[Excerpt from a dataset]
## START
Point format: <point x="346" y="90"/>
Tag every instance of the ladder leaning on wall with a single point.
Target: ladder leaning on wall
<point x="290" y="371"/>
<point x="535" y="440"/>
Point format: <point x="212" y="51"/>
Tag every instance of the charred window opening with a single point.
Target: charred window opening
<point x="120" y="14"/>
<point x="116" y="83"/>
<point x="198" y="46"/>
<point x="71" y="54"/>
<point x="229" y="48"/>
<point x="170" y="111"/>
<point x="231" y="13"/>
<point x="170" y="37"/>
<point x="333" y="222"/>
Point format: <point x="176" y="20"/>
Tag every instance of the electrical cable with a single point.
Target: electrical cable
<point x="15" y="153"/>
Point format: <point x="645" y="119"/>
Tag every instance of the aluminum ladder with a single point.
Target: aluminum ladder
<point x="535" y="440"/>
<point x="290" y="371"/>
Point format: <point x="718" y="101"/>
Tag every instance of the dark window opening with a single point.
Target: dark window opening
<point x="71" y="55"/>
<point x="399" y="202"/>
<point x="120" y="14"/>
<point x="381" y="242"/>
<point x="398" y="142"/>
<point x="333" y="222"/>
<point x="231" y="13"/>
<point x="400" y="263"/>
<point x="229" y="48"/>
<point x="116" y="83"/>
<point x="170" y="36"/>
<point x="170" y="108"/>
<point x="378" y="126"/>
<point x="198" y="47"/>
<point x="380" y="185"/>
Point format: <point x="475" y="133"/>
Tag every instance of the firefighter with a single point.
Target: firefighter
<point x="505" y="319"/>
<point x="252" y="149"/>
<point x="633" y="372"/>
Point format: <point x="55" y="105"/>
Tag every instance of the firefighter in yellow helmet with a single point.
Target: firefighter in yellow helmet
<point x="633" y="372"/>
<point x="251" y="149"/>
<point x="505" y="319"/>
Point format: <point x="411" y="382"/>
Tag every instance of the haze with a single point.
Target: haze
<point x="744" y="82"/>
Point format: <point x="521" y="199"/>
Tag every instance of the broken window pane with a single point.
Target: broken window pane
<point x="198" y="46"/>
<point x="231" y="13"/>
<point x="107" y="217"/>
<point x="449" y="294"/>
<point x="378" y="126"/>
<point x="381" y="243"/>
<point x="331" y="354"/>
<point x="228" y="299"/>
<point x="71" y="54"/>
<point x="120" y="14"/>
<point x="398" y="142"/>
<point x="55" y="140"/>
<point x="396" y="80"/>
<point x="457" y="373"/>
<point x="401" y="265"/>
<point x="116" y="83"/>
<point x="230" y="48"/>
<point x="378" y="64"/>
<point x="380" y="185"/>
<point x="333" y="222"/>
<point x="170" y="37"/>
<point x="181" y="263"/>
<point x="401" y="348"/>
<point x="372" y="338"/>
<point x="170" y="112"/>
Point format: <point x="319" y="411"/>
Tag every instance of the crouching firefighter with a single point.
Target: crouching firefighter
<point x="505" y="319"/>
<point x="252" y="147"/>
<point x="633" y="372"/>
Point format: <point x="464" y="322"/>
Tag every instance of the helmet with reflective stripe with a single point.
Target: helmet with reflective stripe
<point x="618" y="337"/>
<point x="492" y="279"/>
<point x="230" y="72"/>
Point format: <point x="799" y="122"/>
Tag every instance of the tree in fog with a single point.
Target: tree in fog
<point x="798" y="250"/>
## END
» Exercise prompt
Print again each line of the listing above, exactly as it appears.

» Problem solution
Point format: <point x="346" y="90"/>
Tag every instance of the ladder leaning on wall with a single point.
Target: ladder leaning on wall
<point x="290" y="371"/>
<point x="535" y="440"/>
Point format: <point x="212" y="51"/>
Tag every instance of the charred window opening with a single point.
Target: charred window opening
<point x="120" y="14"/>
<point x="116" y="83"/>
<point x="198" y="46"/>
<point x="71" y="54"/>
<point x="229" y="48"/>
<point x="170" y="111"/>
<point x="231" y="13"/>
<point x="170" y="37"/>
<point x="333" y="222"/>
Point format: <point x="176" y="20"/>
Tag every instance of the electrical cable with a single point.
Target: electrical cable
<point x="15" y="153"/>
Point format: <point x="645" y="119"/>
Tag every instance of the aluminum ladder with a single point.
Target: aluminum ladder
<point x="535" y="440"/>
<point x="290" y="371"/>
Point format: <point x="718" y="101"/>
Tag every instance of the dark window opening with a single point.
Target: dark window opening
<point x="71" y="55"/>
<point x="399" y="202"/>
<point x="120" y="14"/>
<point x="381" y="242"/>
<point x="398" y="142"/>
<point x="333" y="222"/>
<point x="231" y="13"/>
<point x="400" y="263"/>
<point x="229" y="48"/>
<point x="116" y="83"/>
<point x="170" y="36"/>
<point x="170" y="108"/>
<point x="378" y="126"/>
<point x="198" y="47"/>
<point x="380" y="185"/>
Point format: <point x="475" y="133"/>
Tag every instance of the firefighter with a single point.
Target: firefighter
<point x="505" y="319"/>
<point x="252" y="149"/>
<point x="633" y="372"/>
Point format: <point x="55" y="105"/>
Tag every instance of the firefighter in yellow helmet with a single point.
Target: firefighter in yellow helmet
<point x="633" y="372"/>
<point x="251" y="149"/>
<point x="505" y="319"/>
Point format: <point x="411" y="382"/>
Tag every instance of the haze with a single point.
Target: haze
<point x="744" y="82"/>
Point format: <point x="521" y="199"/>
Tag every instance of the broken window pane with a single point.
Target: broken window pane
<point x="198" y="46"/>
<point x="231" y="13"/>
<point x="107" y="217"/>
<point x="449" y="294"/>
<point x="378" y="126"/>
<point x="381" y="243"/>
<point x="331" y="354"/>
<point x="228" y="299"/>
<point x="71" y="54"/>
<point x="120" y="14"/>
<point x="398" y="142"/>
<point x="55" y="140"/>
<point x="396" y="80"/>
<point x="457" y="373"/>
<point x="401" y="265"/>
<point x="116" y="83"/>
<point x="230" y="48"/>
<point x="378" y="64"/>
<point x="380" y="185"/>
<point x="333" y="222"/>
<point x="170" y="37"/>
<point x="181" y="263"/>
<point x="401" y="348"/>
<point x="372" y="338"/>
<point x="170" y="112"/>
Point format: <point x="319" y="411"/>
Tag every instance of the crouching firefighter with a single point.
Target: crouching firefighter
<point x="505" y="319"/>
<point x="252" y="147"/>
<point x="633" y="372"/>
Point format: <point x="464" y="322"/>
Tag every instance of the helmet with reflective stripe with a single point.
Target: helmet with reflective stripe
<point x="618" y="337"/>
<point x="492" y="279"/>
<point x="230" y="72"/>
Point format: <point x="799" y="122"/>
Tag every instance of the tree in fog with a single point.
Target: tree in fog
<point x="798" y="250"/>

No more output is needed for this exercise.